* Task brief *
Convert every line of the entries below into a Markdown table with the columns "Row" and "Entry line," omitting blank lines. Leave the pictures out of the table.

*** Opening Supplied data ***

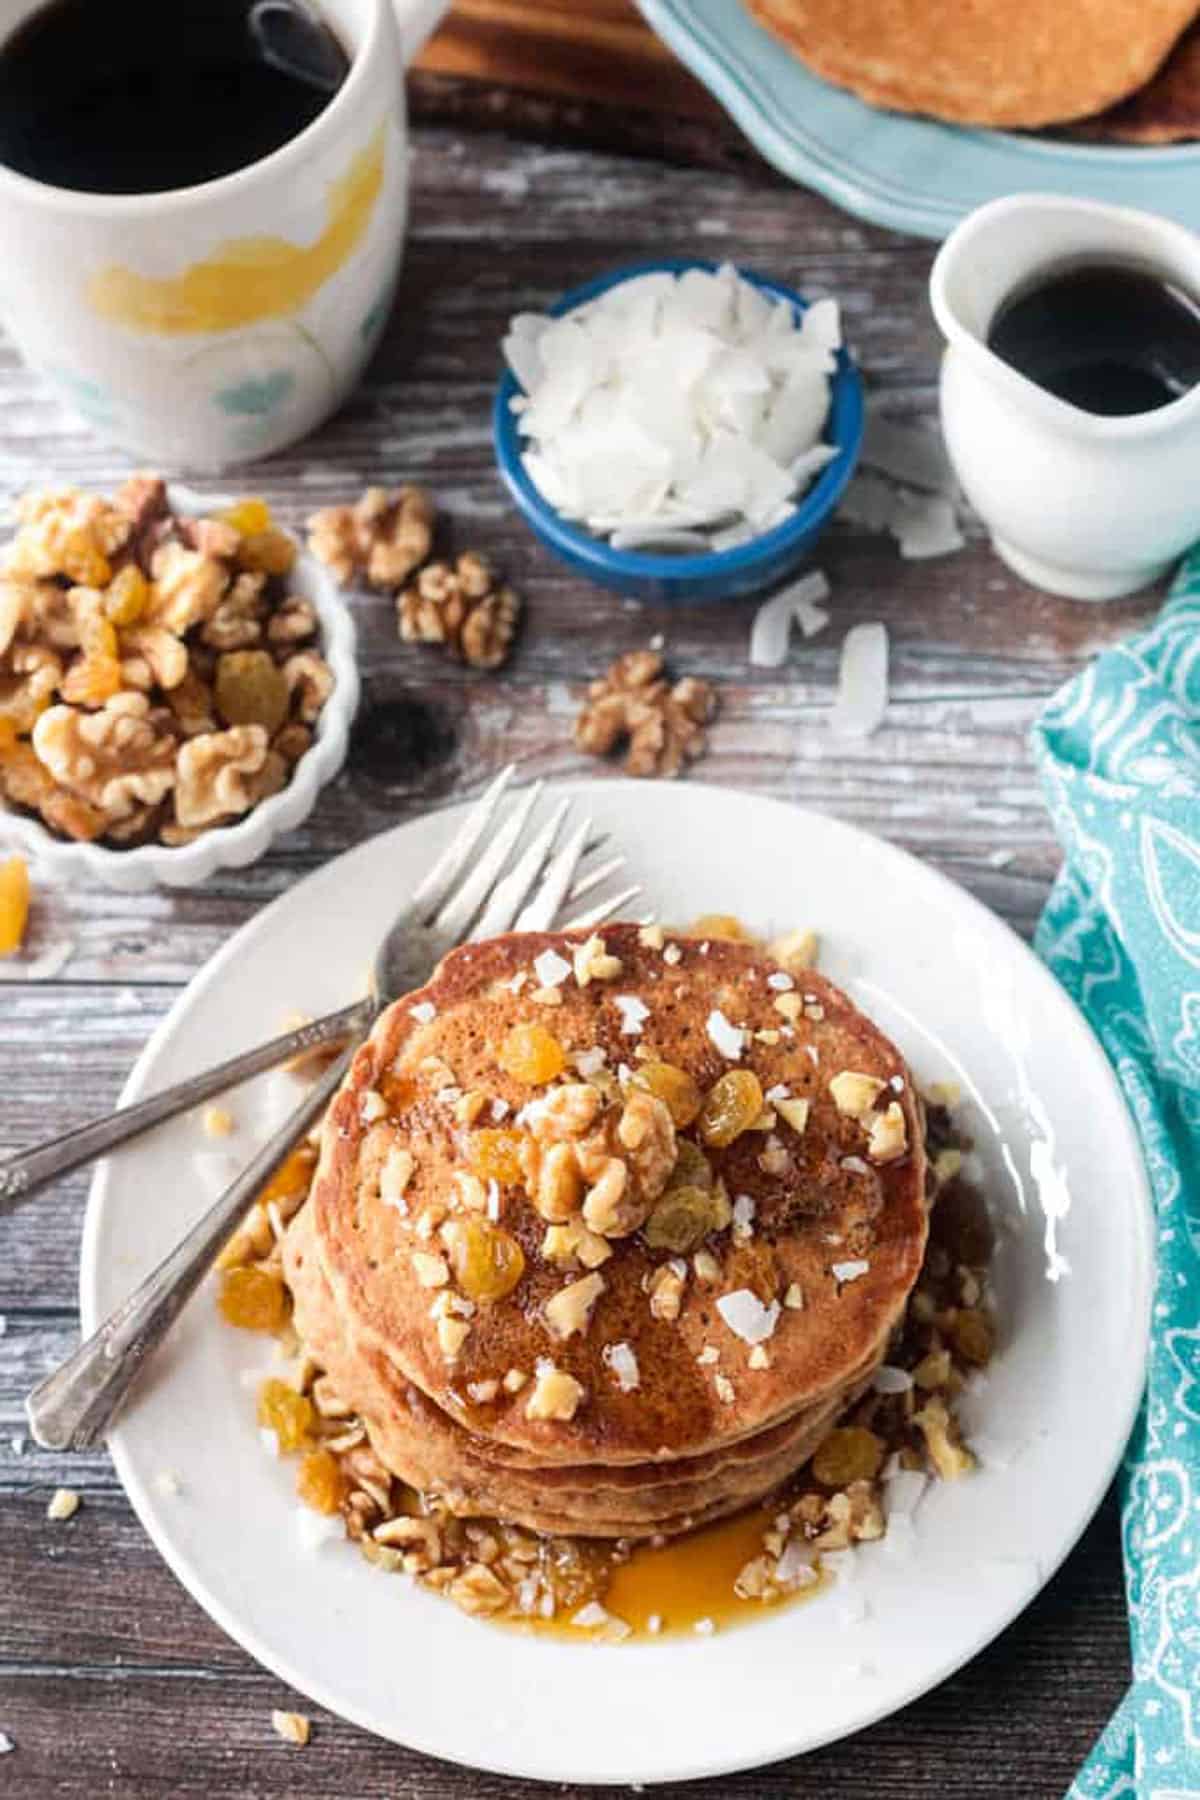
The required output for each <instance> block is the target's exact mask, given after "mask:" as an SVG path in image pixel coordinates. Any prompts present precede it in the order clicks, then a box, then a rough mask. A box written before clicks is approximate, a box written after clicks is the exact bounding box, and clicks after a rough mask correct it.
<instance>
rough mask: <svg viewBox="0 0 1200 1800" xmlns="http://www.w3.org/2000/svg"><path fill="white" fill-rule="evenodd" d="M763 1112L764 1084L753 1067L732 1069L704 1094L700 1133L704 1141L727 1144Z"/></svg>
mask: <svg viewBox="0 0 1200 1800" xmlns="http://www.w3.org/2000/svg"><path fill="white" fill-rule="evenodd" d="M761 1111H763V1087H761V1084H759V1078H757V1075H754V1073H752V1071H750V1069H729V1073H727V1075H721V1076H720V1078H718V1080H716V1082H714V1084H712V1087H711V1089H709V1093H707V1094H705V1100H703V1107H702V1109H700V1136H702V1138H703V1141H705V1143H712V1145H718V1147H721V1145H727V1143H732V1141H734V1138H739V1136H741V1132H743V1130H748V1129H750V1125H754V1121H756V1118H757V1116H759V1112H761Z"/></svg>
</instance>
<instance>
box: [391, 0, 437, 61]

*** Closing Supplied data ***

* Response to the exercise *
| Row | Entry line |
|---|---|
| 1 | The required output for each <instance> block is the target's exact mask, given after "mask:" as an SVG path in image pixel coordinates. Any prompts present precede it in the order clicks, then a box, then a rough mask. A box written before clicks is approximate, a box written after clicks is the exact bounding box, and clicks after a rough mask correct it. |
| 2 | <instance> |
| 3 | rough mask: <svg viewBox="0 0 1200 1800" xmlns="http://www.w3.org/2000/svg"><path fill="white" fill-rule="evenodd" d="M763 1112L764 1084L753 1067L732 1069L704 1094L700 1133L704 1141L727 1144Z"/></svg> |
| 4 | mask: <svg viewBox="0 0 1200 1800" xmlns="http://www.w3.org/2000/svg"><path fill="white" fill-rule="evenodd" d="M761 1111H763V1087H761V1084H759V1078H757V1075H754V1073H752V1071H750V1069H729V1073H727V1075H721V1076H720V1078H718V1080H716V1082H714V1084H712V1087H711V1089H709V1093H707V1094H705V1100H703V1107H702V1109H700V1136H702V1138H703V1141H705V1143H712V1145H718V1147H721V1145H727V1143H732V1141H734V1138H739V1136H741V1132H743V1130H748V1129H750V1125H754V1121H756V1118H757V1116H759V1112H761Z"/></svg> |
| 5 | </instance> |
| 6 | <instance> |
| 7 | box: [391, 0, 437, 61] |